— BEGIN Supplied data —

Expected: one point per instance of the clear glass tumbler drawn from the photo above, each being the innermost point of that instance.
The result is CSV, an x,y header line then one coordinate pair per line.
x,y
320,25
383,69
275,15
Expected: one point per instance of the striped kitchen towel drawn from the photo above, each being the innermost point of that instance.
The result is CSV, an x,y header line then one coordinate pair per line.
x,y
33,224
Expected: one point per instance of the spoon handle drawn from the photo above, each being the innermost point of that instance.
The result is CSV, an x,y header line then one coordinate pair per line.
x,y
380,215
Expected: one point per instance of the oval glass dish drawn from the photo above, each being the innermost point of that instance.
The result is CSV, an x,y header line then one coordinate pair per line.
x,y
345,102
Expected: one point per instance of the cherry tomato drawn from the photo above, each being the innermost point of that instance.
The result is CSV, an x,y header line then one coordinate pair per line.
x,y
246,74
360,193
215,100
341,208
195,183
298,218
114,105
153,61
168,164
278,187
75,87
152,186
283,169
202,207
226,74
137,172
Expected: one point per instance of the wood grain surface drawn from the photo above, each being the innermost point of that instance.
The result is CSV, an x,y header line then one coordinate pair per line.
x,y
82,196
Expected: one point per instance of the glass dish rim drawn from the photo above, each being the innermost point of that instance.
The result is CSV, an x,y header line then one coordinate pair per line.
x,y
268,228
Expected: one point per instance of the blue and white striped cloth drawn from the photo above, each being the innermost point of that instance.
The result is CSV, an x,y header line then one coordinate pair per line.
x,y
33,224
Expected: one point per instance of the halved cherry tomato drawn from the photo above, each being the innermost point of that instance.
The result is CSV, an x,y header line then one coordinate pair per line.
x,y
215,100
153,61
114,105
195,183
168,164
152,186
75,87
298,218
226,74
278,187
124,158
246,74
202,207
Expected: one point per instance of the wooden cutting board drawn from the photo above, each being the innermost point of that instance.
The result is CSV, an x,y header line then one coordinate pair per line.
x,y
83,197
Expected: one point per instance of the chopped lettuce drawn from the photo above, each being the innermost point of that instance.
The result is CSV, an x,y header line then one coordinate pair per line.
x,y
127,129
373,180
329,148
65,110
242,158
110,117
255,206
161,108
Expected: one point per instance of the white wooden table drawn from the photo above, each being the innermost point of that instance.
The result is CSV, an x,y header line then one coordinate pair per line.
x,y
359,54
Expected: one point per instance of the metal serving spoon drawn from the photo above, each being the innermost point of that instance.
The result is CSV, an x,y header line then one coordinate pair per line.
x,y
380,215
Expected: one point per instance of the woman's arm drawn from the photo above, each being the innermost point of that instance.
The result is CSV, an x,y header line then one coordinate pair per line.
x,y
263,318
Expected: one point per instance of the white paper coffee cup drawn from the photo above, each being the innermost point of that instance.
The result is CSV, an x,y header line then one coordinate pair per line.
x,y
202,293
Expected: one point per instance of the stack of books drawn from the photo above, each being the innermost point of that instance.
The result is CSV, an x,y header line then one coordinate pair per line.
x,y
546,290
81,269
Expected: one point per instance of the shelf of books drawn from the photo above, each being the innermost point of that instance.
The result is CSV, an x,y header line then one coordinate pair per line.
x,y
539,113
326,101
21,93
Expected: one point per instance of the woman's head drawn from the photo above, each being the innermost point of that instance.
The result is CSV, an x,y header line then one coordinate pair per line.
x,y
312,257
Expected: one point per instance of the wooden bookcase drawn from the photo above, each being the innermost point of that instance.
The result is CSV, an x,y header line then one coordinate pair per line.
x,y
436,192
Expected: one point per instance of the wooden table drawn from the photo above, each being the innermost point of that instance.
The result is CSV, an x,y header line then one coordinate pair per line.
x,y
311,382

— END Supplied data —

Exercise description -
The full set of records should be duplicated exactly.

Correct result -
Expected: one point per instance of the clear glass tumbler drawn from the photo above, each being the innermost point of that instance.
The result is CSV, an x,y header line then one coordinate pair per line.
x,y
320,25
383,69
275,15
Expected: one point per instance of the striped kitchen towel drawn from the photo above, each being the innermost point of that instance.
The result is CSV, an x,y header line then one coordinate pair per line.
x,y
33,224
Expected: one point per instance of the spoon handle drawn from the photo above, each being the innermost point of that instance.
The result is CSV, an x,y header line then one coordinate pair per line.
x,y
380,215
Expected: one point per instance of the oval glass dish drawn from the photo above, each being the innermost point of that instance.
The result is CSV, an x,y header line then one coordinate pair per line.
x,y
345,102
Expected: one point per instance of the cherry tomato drawn from the photo above, each being the innermost point of that instance.
The result is CSV, an x,y header line then one coordinate pair per line.
x,y
246,74
360,193
215,100
341,208
195,183
298,218
114,105
153,61
168,164
278,187
75,87
152,186
283,169
202,207
226,74
137,172
Expected: one point per instance of the wood grain surface drawn from the photo above, each being the innermost point of that instance.
The result is CSV, an x,y header line then one coordinate pair per line.
x,y
82,196
Expected: one point per instance of the glass dish rim drawn from the photo above, each being the innermost point of that instance.
The result is CSV, an x,y header line then one coordinate pair per line.
x,y
268,228
Expected: one point per instance of the blue and white striped cloth drawn from the photo above, each being the innermost point of that instance.
The result is CSV, an x,y header line then one coordinate pair per line.
x,y
33,224
Expected: one point per instance of the halved cherry tomato drawn from the photo above, each being the innermost point of that instance.
The result is CSV, an x,y header line then one coordinate pair per line.
x,y
215,100
153,61
114,105
195,183
168,164
152,186
75,87
298,218
226,74
278,187
124,158
246,74
202,207
Expected: one point per instance of the wooden cutting board drawn from the photo above, each being the innermost point of that instance.
The result is CSV, an x,y header line then one coordinate pair per line.
x,y
83,197
Expected: one point per instance of the chopped lettuce drawn from the photo above, each being the innermost point of that instance.
The result is CSV, an x,y header line then one coordinate pair per line.
x,y
127,129
373,180
329,148
65,110
242,158
110,117
255,206
161,108
Expected: one point per instance of the white wooden table drawn from the photo above, each being the innermost point of that instance.
The result is CSV, an x,y header line then one coordinate pair per line.
x,y
359,54
Expected: one point per instance of the metal serving spoon drawn from the photo above, each being the innermost point of that instance.
The result is CSV, an x,y header line then one coordinate pair per line.
x,y
380,215
Expected: one point per instance of the woman's arm drawn from the photo above, each being the innermost point of that instance.
The result is CSV, an x,y header line then one coordinate pair per line.
x,y
263,318
Expected: one point per instance of the white paper coffee cup drawn from the photo above, each being the innermost point of that instance.
The result is CSV, an x,y header line then one coordinate pair per line.
x,y
202,293
Expected: one point per instance of the stack of books drawn from the photo above, each being the innermost point of that instance.
The result is CSV, an x,y header line then one coordinate pair per line.
x,y
546,290
81,269
Expected: one point per instance of the shelf of books drawn from the photo above, each being the innermost point of that instance.
The result is CSV, an x,y header line then one coordinate pair per line.
x,y
539,113
326,101
21,93
Expected: one point per instance of the woman's head drawn from the photo above, each being the innermost point of that instance.
The result is CSV, an x,y header line then one coordinate pair per line.
x,y
312,257
Expected: one point per instance of the wooden bookcase drawn from the photo above, each being the innermost point of that instance.
The result is CSV, an x,y header line then one coordinate pair per line.
x,y
436,192
Expected: one point per instance of the wooden table drawn from the photo above, each being the innermost point of that instance.
The result is CSV, an x,y header line then one coordinate pair per line.
x,y
311,382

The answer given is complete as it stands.